Boundary labeling items
= = =
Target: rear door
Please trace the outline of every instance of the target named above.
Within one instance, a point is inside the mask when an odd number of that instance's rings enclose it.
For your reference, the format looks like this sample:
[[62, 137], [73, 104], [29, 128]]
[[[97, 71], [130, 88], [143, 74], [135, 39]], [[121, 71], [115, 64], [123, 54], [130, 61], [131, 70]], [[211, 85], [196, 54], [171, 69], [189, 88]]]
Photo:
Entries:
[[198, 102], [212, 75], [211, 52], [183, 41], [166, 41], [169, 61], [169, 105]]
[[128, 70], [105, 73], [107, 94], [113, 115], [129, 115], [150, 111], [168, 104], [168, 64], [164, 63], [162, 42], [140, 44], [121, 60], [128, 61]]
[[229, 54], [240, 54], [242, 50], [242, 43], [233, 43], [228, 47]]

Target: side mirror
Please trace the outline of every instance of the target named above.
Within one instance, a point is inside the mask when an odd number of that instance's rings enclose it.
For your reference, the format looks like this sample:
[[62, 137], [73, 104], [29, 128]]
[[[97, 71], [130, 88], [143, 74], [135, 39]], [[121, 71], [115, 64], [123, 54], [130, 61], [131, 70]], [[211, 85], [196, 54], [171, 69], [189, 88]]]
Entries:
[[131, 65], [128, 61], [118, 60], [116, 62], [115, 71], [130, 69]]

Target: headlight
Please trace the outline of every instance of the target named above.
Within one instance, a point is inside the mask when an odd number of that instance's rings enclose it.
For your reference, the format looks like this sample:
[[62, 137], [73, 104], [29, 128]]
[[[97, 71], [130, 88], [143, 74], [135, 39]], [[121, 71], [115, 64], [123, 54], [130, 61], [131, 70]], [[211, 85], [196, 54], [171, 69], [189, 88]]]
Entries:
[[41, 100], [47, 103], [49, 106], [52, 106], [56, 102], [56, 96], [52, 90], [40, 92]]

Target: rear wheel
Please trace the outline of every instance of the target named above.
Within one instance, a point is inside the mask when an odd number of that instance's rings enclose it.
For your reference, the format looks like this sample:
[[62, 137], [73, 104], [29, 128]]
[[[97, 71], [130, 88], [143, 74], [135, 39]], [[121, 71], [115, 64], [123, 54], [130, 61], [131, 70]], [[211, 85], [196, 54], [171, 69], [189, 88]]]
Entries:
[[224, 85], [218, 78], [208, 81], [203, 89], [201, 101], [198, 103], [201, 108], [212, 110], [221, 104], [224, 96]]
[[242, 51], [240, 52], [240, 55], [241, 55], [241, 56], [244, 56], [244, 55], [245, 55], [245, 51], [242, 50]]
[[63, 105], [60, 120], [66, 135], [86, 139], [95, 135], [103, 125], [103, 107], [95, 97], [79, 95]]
= = =
• [DIRECTIONS]:
Present every line of the material above as a numbered list, leaving out the blank lines.

• [EXERCISE RESULT]:
1. Target: rear door
2. Please trace the outline of every instance of the target named above.
3. Within one instance, a point is inside the mask when an odd number of that instance's rings enclose it.
4. For your reference, the format looks like this sample:
5. [[62, 137], [73, 104], [29, 128]]
6. [[[97, 71], [130, 88], [143, 74], [135, 39]], [[121, 71], [115, 64], [123, 54], [130, 61], [131, 70]], [[211, 85], [196, 54], [171, 69], [189, 88]]]
7. Photo:
8. Entries:
9. [[198, 102], [212, 75], [211, 52], [183, 41], [166, 41], [169, 61], [169, 105]]
10. [[128, 70], [105, 73], [107, 94], [113, 115], [129, 115], [150, 111], [168, 104], [168, 64], [164, 63], [162, 42], [140, 44], [121, 60], [128, 61]]
11. [[229, 54], [240, 54], [242, 50], [242, 43], [233, 43], [228, 47]]
12. Target: side mirror
13. Please trace the outline of every instance of the target named above.
14. Within one instance, a point is inside the mask when an odd number of that instance's rings enclose it.
15. For your reference, the format looks like this sample:
16. [[62, 137], [73, 104], [29, 128]]
17. [[[97, 71], [130, 88], [143, 74], [135, 39]], [[121, 71], [115, 64], [123, 54], [130, 61], [131, 70]], [[211, 85], [196, 54], [171, 69], [189, 88]]]
18. Entries:
19. [[131, 65], [128, 61], [118, 60], [116, 62], [115, 71], [130, 69]]
20. Target: headlight
21. Please trace the outline of every instance of the target named above.
22. Within one instance, a point is inside the mask when an odd number of that instance's rings enclose it.
23. For your reference, the format looks like this sample:
24. [[62, 137], [73, 104], [29, 128]]
25. [[[97, 71], [130, 88], [143, 74], [135, 39]], [[121, 71], [115, 64], [123, 54], [130, 61], [131, 70]], [[211, 85], [196, 54], [171, 69], [189, 88]]]
26. Entries:
27. [[41, 100], [47, 103], [49, 106], [52, 106], [56, 102], [56, 96], [52, 90], [40, 92]]
28. Target: rear wheel
29. Please trace the outline of every instance of the target named above.
30. Within one instance, a point is inside the mask when an odd number of that instance's rings enclose it.
31. For your reference, the format looks like this sample:
32. [[62, 137], [73, 104], [29, 128]]
33. [[[97, 71], [130, 88], [143, 74], [135, 39]], [[121, 71], [115, 64], [123, 54], [130, 61], [131, 70]], [[211, 85], [196, 54], [171, 69], [189, 88]]]
34. Entries:
35. [[224, 85], [218, 78], [208, 81], [203, 89], [201, 101], [198, 103], [201, 108], [212, 110], [221, 104], [224, 96]]
36. [[242, 51], [240, 52], [240, 55], [241, 55], [241, 56], [244, 56], [244, 55], [245, 55], [245, 51], [242, 50]]
37. [[63, 105], [60, 120], [66, 135], [86, 139], [95, 135], [103, 125], [103, 107], [95, 97], [79, 95]]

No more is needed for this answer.